◆ **Extrait**:
───
A la suite de ces différents examens, l’actuel gouvernement a décidé, en toute transparence et au nom du pluralisme de la presse, de proposer au Parlement de nous délivrer de ce fardeau qui, comme pour d’autres petites entreprises, nous asphyxie à cause des frais financiers. Du reste, c’est contre cette logique que l’Humanité, avec le Front de gauche et d’autres, mène campagne contre les coûts du capital et non pour accuser ceux du travail, comme le font quotidiennement nos censeurs médiatiques, bien moins regardant quand il s’agit du cadeau de 20 milliards d’euros fait au grand patronat ou encore des faramineuses retraites-chapeaux. L’Etat n’est en rien spolié puisque les frais financiers dont nous nous sommes acquittés remboursent largement le capital. Il est ici dans son rôle républicain de garant de la démocratie, de la libre expression des opinions et des idées et donc du pluralisme de la presse écrite d’information générale et politique. Un pluralisme bien utile. Nous sommes à un moment où le monde entier, toute la presse, rend hommage et célèbre Nelson Mandela. Nous nous en réjouissons. Mais, nous ne pouvons oublier que l’Humanité a été bien seule pour faire connaître le sort du dirigeant sud-africain qualifié de « terroriste » pour justifier sa détention par le régime d’apartheid. Rappelons également les campagnes d’information et de décryptage de l’Humanité anticipatrices lorsqu’elles montraient que le traité de Maastricht puis celui de Lisbonne conduisaient l’Union européenne et les peuples dans le mur. On pourrait ainsi multiplier les exemples. Faire taire la voix de l’Humanité conduirait à désarmer des forces sociales, syndicales, culturelles de leur action pour l’émancipation humaine. Peut-être est-ce d’ailleurs l’objet des actuelles campagnes ?

Enfin, nos procureurs brandissent devant nous une étude bien commode de la Cour des comptes qui, par de savants calculs, a décrété que l’Humanité est le journal le plus aidé. Qui veut tuer son chien l’accuse de la rage ! Je suis prêt, bien sûr, à produire des chiffres, notamment dans le cadre de débats contradictoires avec nos accusateurs que les stations qui les emploient auront à cœur, j’en suis sûr, d’organiser.
───
◆ **Données**:
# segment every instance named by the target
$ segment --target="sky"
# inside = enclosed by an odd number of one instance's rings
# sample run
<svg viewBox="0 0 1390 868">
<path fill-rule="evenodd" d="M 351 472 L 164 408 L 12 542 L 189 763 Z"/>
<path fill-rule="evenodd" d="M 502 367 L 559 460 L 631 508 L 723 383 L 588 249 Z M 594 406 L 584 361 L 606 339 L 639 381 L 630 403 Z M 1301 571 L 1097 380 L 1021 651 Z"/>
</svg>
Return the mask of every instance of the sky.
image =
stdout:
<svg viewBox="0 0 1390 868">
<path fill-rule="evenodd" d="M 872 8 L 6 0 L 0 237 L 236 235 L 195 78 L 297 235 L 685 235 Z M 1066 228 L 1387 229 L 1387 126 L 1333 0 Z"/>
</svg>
───
◆ **Consigne**:
Recopiez, dans l'extrait sur le pluralisme de la presse, le passage allant de « Enfin, nos procureurs » jusqu'à « suis sûr, d’organiser. ». Répondez en vous fondant uniquement sur l'extrait.

◆ **Corrigé**:
Enfin, nos procureurs brandissent devant nous une étude bien commode de la Cour des comptes qui, par de savants calculs, a décrété que l’Humanité est le journal le plus aidé. Qui veut tuer son chien l’accuse de la rage ! Je suis prêt, bien sûr, à produire des chiffres, notamment dans le cadre de débats contradictoires avec nos accusateurs que les stations qui les emploient auront à cœur, j’en suis sûr, d’organiser.